## Extract
Jean-Jacques Paulet (26 April 1740 – 4 August 1826) was a French mycologist.

Paulet was born in Anduze, France and studied medicine in Montpellier, where he received his PhD in March 1764. He published in Paris in 1765 a book titled d’Histoire de la petite vérole, avec les moyens d’en préserver les enfants... (History of smallpox, with the means to protect children ...), which was followed by a French translation of the book on smallpox by Abu Bakr Mohammad Ibn Zakariya al-Razi (ninth or tenth century). He completed this series of works by three more books, published in Paris between 1768 and 1776, in which he outlined wide-scale measures of smallpox protection.

Paulet was interested in ergotism and published several studies in Mémoires de l’Académie de médecine alongside such scientist as Henri Alexandre Tessier (1741–1837) and Charles Jacques Saillant (1747–1814). He was also known for his opposition to the animal magnetism.

## Task item A
Answer these questions about the Paulet biography:
(i) In which city did Paulet study medicine?
(ii) In what year did he publish his book on the history of smallpox in Paris?
(iii) What was he known for opposing?
## Task item B
Please extend the Paulet biography with a new paragraph that picks up after its final sentence.
None of the data is required to complete these tasks.

## Records
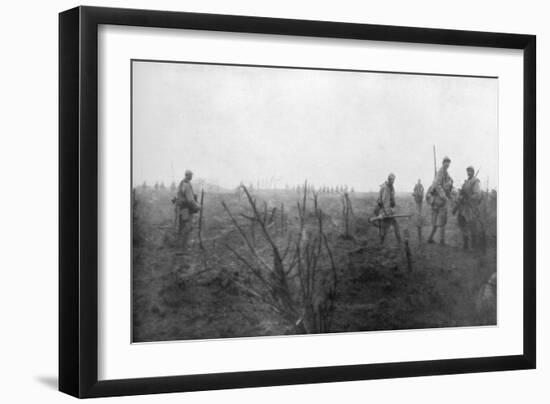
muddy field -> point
(357, 284)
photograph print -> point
(275, 201)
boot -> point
(442, 241)
(432, 234)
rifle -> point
(383, 217)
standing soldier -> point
(186, 207)
(467, 207)
(438, 196)
(418, 195)
(385, 206)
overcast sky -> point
(230, 124)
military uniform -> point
(385, 205)
(418, 195)
(468, 210)
(186, 208)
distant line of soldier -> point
(440, 196)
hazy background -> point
(232, 123)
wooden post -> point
(200, 220)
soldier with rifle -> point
(186, 206)
(418, 195)
(384, 211)
(438, 197)
(467, 207)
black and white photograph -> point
(273, 200)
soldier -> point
(438, 196)
(186, 207)
(467, 207)
(385, 206)
(418, 195)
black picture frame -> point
(78, 201)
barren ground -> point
(195, 296)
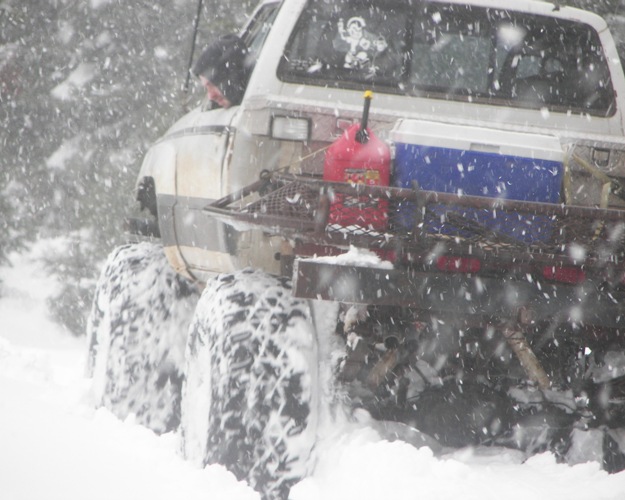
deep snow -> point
(55, 445)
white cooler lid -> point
(470, 138)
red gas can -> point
(359, 157)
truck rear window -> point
(449, 51)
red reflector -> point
(454, 264)
(571, 275)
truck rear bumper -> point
(461, 295)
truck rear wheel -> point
(250, 396)
(137, 333)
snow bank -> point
(54, 445)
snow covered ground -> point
(55, 445)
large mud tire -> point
(137, 333)
(250, 397)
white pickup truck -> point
(471, 285)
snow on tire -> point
(137, 334)
(250, 396)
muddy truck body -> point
(422, 201)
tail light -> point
(457, 264)
(564, 274)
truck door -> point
(202, 156)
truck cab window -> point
(453, 52)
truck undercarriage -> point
(483, 321)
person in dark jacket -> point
(221, 69)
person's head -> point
(221, 69)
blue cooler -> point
(475, 161)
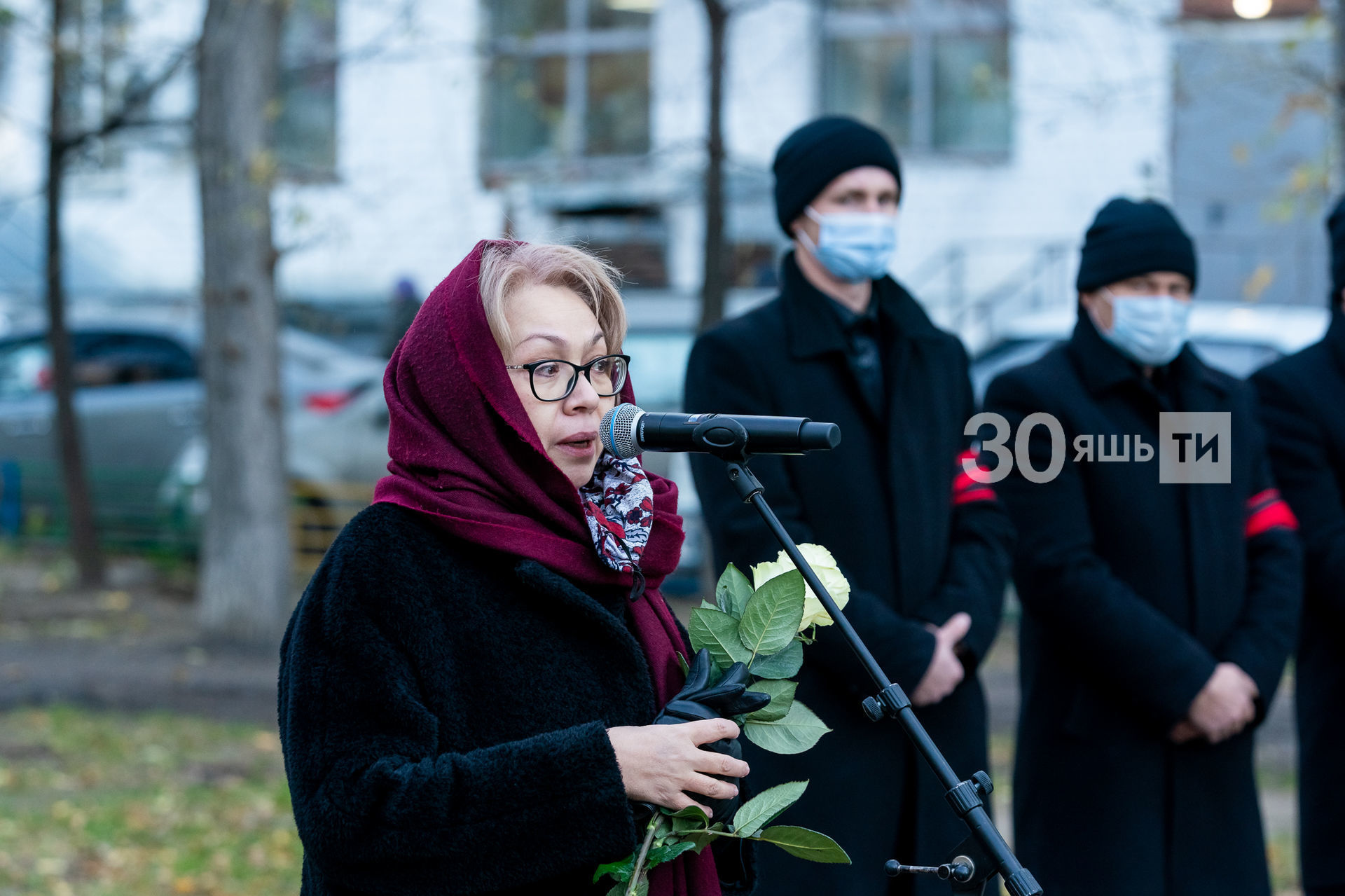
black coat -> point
(1304, 412)
(443, 712)
(1131, 592)
(883, 504)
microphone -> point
(627, 431)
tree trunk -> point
(1339, 99)
(245, 552)
(715, 284)
(84, 537)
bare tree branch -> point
(134, 100)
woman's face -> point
(552, 323)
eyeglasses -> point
(556, 380)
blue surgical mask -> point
(853, 245)
(1149, 330)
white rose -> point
(824, 564)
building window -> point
(305, 131)
(567, 78)
(634, 238)
(931, 74)
(1247, 8)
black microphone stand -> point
(985, 852)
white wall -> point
(1091, 93)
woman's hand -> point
(659, 761)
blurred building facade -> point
(411, 128)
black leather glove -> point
(726, 698)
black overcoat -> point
(443, 710)
(1304, 412)
(884, 504)
(1131, 592)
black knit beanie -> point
(1131, 238)
(820, 152)
(1336, 230)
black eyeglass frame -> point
(574, 378)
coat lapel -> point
(1207, 506)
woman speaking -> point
(469, 684)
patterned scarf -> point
(619, 507)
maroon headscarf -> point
(466, 455)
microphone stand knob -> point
(874, 710)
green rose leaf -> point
(773, 614)
(717, 633)
(782, 665)
(806, 844)
(668, 852)
(621, 871)
(733, 592)
(766, 808)
(642, 888)
(782, 697)
(688, 820)
(796, 732)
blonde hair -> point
(509, 268)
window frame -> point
(922, 22)
(576, 43)
(324, 62)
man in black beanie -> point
(1159, 608)
(925, 546)
(1304, 411)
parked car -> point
(1232, 337)
(140, 403)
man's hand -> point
(944, 672)
(1226, 704)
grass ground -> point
(118, 805)
(134, 804)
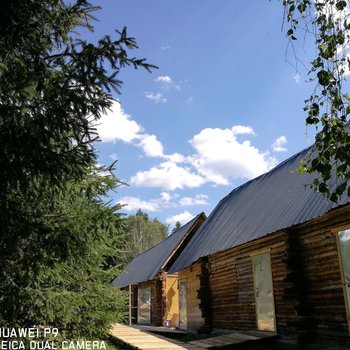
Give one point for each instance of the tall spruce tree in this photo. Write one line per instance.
(58, 238)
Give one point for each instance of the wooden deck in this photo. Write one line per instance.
(232, 339)
(143, 340)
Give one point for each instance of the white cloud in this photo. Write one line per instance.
(278, 145)
(165, 196)
(113, 156)
(220, 156)
(168, 176)
(151, 145)
(134, 203)
(183, 218)
(117, 125)
(242, 130)
(199, 199)
(155, 96)
(164, 79)
(297, 78)
(175, 158)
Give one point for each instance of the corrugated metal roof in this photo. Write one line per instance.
(145, 266)
(276, 200)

## Written reply A
(i) Montpellier
(ii) 1765
(iii) Animal magnetism

## Written reply B
In 1805 he published a treatise on the bite of asp viper and in 1815 a review of the history of medicine by Sprengel. His expertise in mycology was summarized in Traité complet sur les champignons (1775) which was considered a seminal work on fungi. It will be followed in 1791 by Traité complet sur les champignons and two other books on botany: Examen de l’ouvrage de M. Stackhouse sur les genres de plantes de Théophraste (1816) and La Botanique ou Flore et Faune de Virgile (1824). Paulet was elected to the French Academy of Sciences in the section of medicine and surgery on 22 October 1821.